Pointing records:
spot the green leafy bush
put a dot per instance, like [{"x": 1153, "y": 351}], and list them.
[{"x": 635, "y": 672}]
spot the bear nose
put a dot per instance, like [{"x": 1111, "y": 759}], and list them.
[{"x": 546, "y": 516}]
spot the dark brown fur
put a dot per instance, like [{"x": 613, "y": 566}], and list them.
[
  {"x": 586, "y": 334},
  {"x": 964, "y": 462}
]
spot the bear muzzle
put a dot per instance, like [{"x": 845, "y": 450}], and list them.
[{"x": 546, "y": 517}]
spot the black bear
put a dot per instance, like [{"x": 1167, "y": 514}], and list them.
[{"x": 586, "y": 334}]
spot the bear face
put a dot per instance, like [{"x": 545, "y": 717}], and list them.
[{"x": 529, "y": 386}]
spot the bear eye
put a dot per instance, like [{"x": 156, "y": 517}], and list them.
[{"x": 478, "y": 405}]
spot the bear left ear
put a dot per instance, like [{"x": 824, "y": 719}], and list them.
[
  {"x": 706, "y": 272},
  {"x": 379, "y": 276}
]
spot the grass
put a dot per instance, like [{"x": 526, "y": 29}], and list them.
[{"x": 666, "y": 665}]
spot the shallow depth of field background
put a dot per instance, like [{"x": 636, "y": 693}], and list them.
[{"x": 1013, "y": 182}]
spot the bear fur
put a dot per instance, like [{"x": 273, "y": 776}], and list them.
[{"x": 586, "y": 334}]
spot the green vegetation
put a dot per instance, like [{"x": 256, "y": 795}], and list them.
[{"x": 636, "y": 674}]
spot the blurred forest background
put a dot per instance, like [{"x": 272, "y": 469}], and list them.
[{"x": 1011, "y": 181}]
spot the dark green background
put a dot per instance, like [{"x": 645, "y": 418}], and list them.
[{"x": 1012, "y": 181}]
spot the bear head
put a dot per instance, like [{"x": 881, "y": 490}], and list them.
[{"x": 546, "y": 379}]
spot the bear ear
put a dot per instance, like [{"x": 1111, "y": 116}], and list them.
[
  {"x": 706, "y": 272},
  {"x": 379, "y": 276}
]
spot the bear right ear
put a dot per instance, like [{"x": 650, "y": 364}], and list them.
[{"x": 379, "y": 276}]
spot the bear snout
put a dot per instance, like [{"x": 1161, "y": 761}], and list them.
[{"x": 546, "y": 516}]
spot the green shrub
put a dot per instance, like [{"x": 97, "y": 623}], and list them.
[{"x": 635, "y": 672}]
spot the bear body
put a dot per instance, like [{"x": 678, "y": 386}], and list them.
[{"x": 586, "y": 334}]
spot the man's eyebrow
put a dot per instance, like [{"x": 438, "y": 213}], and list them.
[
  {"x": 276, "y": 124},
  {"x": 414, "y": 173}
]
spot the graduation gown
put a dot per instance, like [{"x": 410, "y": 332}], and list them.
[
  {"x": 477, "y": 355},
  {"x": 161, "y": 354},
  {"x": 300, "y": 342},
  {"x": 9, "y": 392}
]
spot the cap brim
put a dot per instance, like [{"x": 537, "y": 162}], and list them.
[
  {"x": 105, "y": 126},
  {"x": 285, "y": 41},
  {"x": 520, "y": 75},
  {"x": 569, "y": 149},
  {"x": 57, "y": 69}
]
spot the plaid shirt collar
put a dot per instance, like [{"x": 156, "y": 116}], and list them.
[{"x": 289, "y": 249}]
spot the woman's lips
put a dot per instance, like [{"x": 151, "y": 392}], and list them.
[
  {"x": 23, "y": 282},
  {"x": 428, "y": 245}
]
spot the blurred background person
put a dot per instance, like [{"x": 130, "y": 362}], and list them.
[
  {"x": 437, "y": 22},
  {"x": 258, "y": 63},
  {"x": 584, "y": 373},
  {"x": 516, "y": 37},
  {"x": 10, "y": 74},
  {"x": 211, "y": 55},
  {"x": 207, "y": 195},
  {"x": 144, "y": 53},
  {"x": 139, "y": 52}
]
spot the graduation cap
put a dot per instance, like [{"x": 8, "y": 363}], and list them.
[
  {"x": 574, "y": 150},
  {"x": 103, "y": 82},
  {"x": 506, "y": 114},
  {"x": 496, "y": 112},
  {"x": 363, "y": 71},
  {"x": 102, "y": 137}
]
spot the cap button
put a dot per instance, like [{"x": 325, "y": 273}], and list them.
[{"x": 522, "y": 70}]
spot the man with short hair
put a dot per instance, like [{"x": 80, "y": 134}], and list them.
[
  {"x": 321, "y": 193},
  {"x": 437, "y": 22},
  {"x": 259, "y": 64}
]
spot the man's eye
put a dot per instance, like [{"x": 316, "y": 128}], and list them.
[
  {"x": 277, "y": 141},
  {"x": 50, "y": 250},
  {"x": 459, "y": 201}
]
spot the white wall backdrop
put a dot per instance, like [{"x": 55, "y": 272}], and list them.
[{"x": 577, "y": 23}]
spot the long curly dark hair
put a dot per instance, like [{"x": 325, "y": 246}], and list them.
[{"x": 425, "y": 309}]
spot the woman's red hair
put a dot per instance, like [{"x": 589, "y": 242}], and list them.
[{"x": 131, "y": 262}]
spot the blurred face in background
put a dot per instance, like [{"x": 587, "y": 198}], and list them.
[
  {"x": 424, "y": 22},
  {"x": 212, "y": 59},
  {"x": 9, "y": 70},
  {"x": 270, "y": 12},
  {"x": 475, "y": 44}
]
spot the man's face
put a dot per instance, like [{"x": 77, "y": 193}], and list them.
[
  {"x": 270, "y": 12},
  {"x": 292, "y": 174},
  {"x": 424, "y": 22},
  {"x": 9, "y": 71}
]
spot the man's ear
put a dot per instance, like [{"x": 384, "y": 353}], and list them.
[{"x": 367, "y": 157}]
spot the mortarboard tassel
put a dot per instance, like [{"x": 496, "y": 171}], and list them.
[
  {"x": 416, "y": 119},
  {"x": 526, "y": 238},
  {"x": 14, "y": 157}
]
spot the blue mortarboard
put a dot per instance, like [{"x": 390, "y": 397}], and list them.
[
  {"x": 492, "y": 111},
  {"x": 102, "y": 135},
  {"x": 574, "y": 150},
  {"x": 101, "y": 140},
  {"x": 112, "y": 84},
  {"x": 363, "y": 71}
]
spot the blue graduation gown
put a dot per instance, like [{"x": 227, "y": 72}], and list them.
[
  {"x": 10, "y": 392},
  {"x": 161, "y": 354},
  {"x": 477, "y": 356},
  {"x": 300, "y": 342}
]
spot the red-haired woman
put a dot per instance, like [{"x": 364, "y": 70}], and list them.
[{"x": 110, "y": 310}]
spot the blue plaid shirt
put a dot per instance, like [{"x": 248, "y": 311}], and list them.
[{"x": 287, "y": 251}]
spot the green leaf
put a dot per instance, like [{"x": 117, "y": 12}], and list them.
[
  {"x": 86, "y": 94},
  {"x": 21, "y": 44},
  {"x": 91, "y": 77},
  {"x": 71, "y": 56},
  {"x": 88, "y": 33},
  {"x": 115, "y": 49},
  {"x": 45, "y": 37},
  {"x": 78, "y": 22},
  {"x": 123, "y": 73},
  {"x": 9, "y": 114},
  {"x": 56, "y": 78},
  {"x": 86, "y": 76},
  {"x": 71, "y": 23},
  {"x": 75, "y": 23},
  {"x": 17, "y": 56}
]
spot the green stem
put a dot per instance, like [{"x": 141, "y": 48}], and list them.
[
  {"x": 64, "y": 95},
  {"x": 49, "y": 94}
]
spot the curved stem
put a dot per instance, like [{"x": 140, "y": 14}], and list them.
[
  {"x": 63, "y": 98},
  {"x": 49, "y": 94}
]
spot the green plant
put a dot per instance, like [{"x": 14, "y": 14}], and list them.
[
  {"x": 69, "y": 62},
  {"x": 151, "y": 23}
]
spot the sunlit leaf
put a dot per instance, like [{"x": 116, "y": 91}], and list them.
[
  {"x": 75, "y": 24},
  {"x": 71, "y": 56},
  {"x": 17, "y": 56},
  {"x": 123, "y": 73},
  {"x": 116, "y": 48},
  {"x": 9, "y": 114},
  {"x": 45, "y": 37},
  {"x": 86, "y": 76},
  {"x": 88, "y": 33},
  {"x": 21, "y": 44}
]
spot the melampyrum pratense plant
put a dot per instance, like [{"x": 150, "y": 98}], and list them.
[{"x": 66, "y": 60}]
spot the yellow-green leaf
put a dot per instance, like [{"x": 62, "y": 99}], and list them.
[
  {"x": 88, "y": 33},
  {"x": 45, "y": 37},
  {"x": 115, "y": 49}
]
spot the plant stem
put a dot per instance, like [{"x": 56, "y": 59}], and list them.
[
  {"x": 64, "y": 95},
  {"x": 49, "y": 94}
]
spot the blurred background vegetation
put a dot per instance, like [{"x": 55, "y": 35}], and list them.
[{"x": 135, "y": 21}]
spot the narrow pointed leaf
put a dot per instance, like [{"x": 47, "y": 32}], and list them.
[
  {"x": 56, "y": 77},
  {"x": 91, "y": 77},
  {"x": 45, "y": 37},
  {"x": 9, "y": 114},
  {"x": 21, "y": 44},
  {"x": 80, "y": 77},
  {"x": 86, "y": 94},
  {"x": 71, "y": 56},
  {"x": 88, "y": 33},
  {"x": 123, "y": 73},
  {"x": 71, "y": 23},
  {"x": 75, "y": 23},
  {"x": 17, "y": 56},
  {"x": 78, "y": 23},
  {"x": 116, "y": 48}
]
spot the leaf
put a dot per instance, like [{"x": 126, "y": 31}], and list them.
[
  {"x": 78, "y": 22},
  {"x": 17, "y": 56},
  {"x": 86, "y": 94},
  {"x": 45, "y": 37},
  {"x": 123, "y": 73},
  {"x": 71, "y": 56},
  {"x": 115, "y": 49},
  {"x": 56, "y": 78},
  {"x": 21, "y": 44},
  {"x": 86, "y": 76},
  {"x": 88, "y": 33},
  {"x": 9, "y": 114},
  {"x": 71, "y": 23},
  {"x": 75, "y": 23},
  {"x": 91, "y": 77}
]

● **PROBLEM TO SOLVE**
Nothing but the lines from the line with "spot the blurred background vegetation" to the last line of the listing above should appear; please retype them exactly, both ends included.

● **WRITTEN ANSWER**
spot the blurred background vegetation
put a dot per instance, like [{"x": 55, "y": 35}], and list them.
[{"x": 135, "y": 21}]
spot the narrow pointed leaf
put a dot per instance, like [{"x": 47, "y": 32}], and list them.
[
  {"x": 56, "y": 77},
  {"x": 91, "y": 77},
  {"x": 45, "y": 37},
  {"x": 9, "y": 114},
  {"x": 21, "y": 44},
  {"x": 80, "y": 77},
  {"x": 86, "y": 94},
  {"x": 71, "y": 56},
  {"x": 88, "y": 33},
  {"x": 123, "y": 73},
  {"x": 71, "y": 23},
  {"x": 75, "y": 23},
  {"x": 17, "y": 56},
  {"x": 78, "y": 23},
  {"x": 116, "y": 48}
]
spot the leaf
put a dot per instance, like [{"x": 126, "y": 31}], and list them.
[
  {"x": 78, "y": 22},
  {"x": 17, "y": 56},
  {"x": 86, "y": 94},
  {"x": 45, "y": 37},
  {"x": 123, "y": 73},
  {"x": 71, "y": 56},
  {"x": 115, "y": 49},
  {"x": 56, "y": 78},
  {"x": 21, "y": 44},
  {"x": 86, "y": 76},
  {"x": 88, "y": 33},
  {"x": 9, "y": 114},
  {"x": 71, "y": 23},
  {"x": 75, "y": 23},
  {"x": 91, "y": 77}
]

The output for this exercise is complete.